§ **Exercise**
Reproduce verbatim the lines of the data from the line containing "the wood plank" up to and including the line containing "[329, 43, 331, 121]".

** Start **

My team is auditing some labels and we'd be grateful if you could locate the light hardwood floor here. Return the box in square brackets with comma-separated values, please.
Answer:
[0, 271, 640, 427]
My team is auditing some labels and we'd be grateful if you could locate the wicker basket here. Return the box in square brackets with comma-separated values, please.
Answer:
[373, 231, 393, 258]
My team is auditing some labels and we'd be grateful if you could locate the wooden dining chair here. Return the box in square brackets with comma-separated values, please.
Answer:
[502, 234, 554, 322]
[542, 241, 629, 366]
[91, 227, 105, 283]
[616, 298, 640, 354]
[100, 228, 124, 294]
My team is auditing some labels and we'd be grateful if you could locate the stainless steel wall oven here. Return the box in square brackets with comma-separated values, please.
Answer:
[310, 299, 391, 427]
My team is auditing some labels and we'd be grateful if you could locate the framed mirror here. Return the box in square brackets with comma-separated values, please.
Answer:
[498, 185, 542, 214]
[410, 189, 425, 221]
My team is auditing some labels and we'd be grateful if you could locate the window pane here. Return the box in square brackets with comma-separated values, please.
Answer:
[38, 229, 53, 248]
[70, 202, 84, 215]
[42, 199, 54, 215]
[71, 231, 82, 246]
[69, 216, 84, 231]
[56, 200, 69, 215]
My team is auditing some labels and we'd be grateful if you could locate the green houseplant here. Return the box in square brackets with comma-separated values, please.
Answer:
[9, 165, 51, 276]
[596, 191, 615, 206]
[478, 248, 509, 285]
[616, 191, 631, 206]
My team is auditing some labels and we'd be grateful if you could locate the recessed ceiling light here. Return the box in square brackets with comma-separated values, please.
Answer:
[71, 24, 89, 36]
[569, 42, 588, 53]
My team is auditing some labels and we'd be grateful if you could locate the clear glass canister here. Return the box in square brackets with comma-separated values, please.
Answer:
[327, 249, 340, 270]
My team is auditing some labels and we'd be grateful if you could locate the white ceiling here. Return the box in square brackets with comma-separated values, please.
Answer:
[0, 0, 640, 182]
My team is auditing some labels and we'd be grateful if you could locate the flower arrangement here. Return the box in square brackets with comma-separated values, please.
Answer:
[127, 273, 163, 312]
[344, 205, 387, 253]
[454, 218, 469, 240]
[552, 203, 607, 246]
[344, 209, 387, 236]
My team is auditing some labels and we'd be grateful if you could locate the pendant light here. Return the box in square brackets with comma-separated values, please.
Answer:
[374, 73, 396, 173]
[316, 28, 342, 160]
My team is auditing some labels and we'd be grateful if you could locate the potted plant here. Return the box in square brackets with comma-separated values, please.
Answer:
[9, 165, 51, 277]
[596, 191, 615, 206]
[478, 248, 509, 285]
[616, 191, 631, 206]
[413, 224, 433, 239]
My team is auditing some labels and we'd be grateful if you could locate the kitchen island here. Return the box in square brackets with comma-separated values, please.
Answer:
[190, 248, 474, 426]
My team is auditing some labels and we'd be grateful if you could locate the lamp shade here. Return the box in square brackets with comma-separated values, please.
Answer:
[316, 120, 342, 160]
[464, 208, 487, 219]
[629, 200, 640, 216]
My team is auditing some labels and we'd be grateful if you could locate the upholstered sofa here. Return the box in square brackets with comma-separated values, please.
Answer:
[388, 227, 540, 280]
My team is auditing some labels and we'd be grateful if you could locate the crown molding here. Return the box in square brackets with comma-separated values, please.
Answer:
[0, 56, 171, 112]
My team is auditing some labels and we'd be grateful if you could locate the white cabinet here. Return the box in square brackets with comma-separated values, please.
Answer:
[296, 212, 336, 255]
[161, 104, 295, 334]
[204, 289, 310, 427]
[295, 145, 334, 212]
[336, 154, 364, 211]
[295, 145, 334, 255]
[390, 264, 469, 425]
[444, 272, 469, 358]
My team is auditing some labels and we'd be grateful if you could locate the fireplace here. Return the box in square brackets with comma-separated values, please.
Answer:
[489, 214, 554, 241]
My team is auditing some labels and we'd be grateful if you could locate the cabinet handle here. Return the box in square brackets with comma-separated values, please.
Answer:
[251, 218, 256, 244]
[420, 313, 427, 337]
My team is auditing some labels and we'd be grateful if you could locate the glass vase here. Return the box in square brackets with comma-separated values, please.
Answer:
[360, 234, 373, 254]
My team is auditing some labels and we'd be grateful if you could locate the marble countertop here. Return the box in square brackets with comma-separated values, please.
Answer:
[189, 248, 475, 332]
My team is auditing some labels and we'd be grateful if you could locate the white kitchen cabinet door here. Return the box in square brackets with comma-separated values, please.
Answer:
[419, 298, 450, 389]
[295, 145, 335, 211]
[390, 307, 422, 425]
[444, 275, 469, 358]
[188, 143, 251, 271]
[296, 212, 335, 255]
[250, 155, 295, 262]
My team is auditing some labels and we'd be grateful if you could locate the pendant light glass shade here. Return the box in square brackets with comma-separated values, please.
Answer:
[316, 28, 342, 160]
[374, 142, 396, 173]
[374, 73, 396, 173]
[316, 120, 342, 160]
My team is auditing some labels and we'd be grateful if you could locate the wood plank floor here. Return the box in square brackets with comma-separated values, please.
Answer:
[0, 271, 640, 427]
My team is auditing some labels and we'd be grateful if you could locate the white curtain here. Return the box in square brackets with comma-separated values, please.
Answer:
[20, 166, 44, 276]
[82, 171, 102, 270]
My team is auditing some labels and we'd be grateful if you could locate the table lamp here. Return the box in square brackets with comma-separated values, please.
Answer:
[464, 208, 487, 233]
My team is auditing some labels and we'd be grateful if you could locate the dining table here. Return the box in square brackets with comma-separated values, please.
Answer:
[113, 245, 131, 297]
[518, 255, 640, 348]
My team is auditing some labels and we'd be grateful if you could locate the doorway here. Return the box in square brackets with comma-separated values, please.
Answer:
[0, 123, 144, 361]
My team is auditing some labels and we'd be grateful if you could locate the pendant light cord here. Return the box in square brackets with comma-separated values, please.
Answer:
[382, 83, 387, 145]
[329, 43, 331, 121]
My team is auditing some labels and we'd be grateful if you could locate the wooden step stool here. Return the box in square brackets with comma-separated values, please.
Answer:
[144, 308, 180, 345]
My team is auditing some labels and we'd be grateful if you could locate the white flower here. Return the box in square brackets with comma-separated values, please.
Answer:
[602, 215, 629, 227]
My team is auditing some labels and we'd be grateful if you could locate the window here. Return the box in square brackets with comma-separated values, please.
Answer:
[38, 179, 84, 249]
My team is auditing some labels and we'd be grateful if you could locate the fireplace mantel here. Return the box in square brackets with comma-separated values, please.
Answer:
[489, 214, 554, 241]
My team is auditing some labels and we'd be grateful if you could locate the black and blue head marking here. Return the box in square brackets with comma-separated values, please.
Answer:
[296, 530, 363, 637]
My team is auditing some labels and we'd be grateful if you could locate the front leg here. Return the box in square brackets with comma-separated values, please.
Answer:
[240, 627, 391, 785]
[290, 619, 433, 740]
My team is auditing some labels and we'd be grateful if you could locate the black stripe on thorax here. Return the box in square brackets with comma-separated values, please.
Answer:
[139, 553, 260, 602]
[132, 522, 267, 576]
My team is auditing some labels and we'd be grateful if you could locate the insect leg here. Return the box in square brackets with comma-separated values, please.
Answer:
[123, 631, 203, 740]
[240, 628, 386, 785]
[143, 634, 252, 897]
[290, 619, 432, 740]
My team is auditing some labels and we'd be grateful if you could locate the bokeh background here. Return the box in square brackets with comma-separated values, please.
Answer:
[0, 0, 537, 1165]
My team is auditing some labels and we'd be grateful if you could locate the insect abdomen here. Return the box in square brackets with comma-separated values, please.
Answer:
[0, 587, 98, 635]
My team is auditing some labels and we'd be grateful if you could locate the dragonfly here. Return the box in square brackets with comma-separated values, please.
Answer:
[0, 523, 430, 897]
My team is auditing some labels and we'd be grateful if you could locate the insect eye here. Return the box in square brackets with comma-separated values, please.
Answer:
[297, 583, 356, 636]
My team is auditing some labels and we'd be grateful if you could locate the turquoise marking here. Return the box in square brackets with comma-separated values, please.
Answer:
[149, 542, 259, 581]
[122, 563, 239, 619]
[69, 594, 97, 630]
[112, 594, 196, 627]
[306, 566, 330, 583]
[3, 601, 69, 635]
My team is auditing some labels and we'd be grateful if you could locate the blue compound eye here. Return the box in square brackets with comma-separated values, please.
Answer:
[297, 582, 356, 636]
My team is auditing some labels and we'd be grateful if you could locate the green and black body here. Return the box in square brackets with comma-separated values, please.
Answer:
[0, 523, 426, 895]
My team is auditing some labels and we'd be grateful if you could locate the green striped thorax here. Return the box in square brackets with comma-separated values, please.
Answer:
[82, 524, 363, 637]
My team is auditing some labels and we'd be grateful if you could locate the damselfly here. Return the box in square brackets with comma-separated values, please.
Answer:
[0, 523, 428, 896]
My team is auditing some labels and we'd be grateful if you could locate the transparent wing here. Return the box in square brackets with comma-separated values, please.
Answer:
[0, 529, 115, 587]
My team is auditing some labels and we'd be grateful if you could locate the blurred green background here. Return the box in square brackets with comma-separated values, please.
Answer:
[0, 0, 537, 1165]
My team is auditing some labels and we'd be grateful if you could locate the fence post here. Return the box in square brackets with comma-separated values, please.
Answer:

** End **

§ **Response to this task**
My team is auditing some labels and we'd be grateful if you could locate the wood plank floor here. Return the box in square brackets with comma-separated values, please.
Answer:
[0, 271, 640, 427]
My team is auditing some labels and we'd be grateful if you could locate the white curtain here. Return the box in square brackets with comma-separated values, please.
Answer:
[20, 166, 44, 276]
[82, 171, 102, 270]
My team is auditing some labels and we'd be grateful if you could locate the table lamp here. Return the box in square brackets with comma-separated values, please.
Answer:
[464, 208, 487, 233]
My team is auditing some labels and we'd be grateful if you could locate the dining table here. Return the box in square brackets with comma-separated values, please.
Answer:
[113, 245, 131, 297]
[518, 255, 640, 348]
My team is auditing some labels and we'd be grateful if you could locate the doorway here. Return the box in square brackets with comma-separated values, please.
Answer:
[0, 123, 144, 361]
My team is auditing some labels and we'd be grateful if you could locate the pendant light cord here. Return the box in square brackets with comma-separated values, please.
Answer:
[382, 83, 387, 145]
[329, 43, 331, 121]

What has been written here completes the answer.